Referring expression pointing data:
***

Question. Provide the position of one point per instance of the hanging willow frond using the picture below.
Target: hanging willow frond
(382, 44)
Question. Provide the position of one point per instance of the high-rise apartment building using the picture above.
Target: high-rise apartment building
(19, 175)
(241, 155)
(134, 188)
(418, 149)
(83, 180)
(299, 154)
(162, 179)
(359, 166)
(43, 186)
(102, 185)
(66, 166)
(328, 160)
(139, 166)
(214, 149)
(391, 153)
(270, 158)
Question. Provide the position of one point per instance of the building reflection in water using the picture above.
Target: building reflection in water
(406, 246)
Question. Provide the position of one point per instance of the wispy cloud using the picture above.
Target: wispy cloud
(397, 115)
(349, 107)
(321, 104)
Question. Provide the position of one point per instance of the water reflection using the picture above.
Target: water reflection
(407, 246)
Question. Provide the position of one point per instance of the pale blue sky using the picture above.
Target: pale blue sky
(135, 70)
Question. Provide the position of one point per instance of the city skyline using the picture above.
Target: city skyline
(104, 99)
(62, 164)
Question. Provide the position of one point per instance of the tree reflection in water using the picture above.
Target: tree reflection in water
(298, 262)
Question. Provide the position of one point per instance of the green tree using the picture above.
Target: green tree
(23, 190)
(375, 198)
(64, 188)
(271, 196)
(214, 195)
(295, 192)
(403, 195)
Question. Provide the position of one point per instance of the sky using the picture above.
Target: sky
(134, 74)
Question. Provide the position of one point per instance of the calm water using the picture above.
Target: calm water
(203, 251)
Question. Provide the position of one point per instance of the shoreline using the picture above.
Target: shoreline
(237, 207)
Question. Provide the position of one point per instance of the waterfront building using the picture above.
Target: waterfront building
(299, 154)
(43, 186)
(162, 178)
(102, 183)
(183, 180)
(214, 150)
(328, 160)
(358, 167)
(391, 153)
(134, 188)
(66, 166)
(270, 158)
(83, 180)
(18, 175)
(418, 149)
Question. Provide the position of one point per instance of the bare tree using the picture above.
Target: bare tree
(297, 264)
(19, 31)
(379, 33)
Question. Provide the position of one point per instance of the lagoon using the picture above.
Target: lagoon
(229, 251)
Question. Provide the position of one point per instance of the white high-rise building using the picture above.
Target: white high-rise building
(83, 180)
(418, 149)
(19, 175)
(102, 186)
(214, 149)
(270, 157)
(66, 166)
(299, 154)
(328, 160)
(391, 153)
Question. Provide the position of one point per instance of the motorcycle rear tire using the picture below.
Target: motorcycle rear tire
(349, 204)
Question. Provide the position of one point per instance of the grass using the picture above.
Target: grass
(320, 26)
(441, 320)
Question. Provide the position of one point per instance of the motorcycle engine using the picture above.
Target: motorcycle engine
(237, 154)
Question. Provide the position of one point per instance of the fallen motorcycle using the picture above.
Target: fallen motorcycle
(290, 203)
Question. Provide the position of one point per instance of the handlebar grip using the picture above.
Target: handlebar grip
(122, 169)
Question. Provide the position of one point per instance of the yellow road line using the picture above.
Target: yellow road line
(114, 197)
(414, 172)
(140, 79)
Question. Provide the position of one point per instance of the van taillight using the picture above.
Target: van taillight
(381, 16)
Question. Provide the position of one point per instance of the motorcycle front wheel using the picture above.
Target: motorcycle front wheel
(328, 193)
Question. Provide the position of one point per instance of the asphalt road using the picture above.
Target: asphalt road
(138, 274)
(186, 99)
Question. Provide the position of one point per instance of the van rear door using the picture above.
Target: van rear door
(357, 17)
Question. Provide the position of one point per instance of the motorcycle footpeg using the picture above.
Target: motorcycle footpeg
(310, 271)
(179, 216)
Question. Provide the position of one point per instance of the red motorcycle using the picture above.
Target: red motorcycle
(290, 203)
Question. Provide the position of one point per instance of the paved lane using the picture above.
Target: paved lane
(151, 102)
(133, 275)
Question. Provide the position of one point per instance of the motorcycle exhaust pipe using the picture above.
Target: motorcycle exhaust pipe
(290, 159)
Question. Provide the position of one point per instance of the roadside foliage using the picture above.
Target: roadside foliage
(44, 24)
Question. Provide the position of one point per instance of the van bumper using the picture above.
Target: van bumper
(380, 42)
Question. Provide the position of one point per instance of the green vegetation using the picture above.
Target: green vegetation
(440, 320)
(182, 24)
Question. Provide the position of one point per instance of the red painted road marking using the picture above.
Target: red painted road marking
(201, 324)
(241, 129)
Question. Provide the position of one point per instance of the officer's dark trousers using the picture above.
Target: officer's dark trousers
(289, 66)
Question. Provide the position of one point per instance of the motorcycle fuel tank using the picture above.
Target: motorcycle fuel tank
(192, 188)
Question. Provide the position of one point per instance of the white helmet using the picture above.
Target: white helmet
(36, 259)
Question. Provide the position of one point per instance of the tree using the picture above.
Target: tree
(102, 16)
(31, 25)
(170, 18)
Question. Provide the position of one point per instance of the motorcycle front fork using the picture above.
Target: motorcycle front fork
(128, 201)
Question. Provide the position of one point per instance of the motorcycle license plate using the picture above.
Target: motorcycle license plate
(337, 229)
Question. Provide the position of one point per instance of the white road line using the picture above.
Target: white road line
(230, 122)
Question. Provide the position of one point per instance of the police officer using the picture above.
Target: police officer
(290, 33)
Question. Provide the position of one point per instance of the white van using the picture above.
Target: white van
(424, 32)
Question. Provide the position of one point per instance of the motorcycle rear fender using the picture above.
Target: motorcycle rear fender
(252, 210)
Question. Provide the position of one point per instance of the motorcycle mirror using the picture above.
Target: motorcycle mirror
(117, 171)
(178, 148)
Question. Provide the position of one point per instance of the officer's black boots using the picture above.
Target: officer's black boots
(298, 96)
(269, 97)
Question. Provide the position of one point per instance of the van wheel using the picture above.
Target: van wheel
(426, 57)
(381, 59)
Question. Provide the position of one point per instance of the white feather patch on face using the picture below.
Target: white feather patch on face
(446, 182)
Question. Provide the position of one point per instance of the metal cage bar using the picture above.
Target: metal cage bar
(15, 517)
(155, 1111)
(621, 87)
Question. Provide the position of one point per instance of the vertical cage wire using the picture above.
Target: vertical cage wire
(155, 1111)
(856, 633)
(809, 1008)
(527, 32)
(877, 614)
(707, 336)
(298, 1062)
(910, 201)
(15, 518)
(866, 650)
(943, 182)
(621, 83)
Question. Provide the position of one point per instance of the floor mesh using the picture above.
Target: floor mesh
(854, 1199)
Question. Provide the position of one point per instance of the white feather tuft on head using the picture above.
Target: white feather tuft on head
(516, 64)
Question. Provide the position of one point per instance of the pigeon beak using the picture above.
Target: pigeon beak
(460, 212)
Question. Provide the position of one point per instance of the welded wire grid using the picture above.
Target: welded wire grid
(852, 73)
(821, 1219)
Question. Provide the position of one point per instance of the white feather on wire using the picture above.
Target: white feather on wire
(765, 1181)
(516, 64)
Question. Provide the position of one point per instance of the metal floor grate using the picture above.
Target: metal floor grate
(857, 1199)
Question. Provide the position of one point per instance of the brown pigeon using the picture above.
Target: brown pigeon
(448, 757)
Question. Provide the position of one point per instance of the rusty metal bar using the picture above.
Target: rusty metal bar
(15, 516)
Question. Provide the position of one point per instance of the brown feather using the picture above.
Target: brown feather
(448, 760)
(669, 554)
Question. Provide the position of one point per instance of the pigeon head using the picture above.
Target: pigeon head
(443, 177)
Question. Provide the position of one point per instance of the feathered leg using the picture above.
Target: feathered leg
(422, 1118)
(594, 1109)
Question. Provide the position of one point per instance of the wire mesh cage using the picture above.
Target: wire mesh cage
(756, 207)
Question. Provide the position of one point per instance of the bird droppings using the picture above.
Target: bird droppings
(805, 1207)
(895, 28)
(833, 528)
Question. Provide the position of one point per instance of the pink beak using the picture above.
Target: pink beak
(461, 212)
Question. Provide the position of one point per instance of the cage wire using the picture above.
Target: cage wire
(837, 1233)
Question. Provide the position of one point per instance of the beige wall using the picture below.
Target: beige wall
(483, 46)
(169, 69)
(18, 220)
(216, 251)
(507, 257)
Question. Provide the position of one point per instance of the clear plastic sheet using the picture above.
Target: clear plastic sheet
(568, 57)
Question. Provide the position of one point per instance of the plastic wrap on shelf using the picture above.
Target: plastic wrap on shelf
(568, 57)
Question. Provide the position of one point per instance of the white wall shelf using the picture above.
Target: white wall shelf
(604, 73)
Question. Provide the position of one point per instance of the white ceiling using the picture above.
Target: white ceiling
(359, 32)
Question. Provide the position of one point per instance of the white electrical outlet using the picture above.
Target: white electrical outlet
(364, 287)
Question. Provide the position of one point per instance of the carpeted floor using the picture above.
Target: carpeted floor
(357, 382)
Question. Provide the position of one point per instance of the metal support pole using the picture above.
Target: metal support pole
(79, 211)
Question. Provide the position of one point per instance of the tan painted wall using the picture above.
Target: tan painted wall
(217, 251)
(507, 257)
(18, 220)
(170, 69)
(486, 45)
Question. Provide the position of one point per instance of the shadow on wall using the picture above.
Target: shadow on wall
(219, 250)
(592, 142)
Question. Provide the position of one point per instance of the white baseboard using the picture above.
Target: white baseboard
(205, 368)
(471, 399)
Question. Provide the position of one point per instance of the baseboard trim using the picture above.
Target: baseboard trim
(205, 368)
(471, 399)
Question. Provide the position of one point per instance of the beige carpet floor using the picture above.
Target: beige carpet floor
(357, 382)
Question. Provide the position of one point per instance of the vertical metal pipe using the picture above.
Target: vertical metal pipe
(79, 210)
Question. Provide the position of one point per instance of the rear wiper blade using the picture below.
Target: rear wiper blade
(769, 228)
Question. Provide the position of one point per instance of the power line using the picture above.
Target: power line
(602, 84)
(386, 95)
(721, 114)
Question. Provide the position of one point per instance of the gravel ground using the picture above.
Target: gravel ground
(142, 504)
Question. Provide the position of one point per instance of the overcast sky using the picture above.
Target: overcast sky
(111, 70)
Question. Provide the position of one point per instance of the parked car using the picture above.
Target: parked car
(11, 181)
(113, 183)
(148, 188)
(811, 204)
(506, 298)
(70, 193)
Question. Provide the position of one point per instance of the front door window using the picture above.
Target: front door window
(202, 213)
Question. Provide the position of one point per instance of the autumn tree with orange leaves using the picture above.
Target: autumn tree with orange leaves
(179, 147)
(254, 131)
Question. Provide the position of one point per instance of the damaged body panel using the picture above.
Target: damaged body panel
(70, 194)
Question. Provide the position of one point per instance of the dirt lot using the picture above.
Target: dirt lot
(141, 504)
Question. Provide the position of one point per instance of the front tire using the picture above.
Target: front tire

***

> _Task to carry out_
In the records above, return precisely the line containing "Target: damaged body panel" and each line that comes after it, up to the final one.

> _Response to this task_
Target: damaged body panel
(70, 194)
Question. Provide the position of one point per instance of the dirt lot using the picture above.
Target: dirt lot
(141, 504)
Question. Provide the position of one point per instance of the front tire using the picture above.
Target: front tire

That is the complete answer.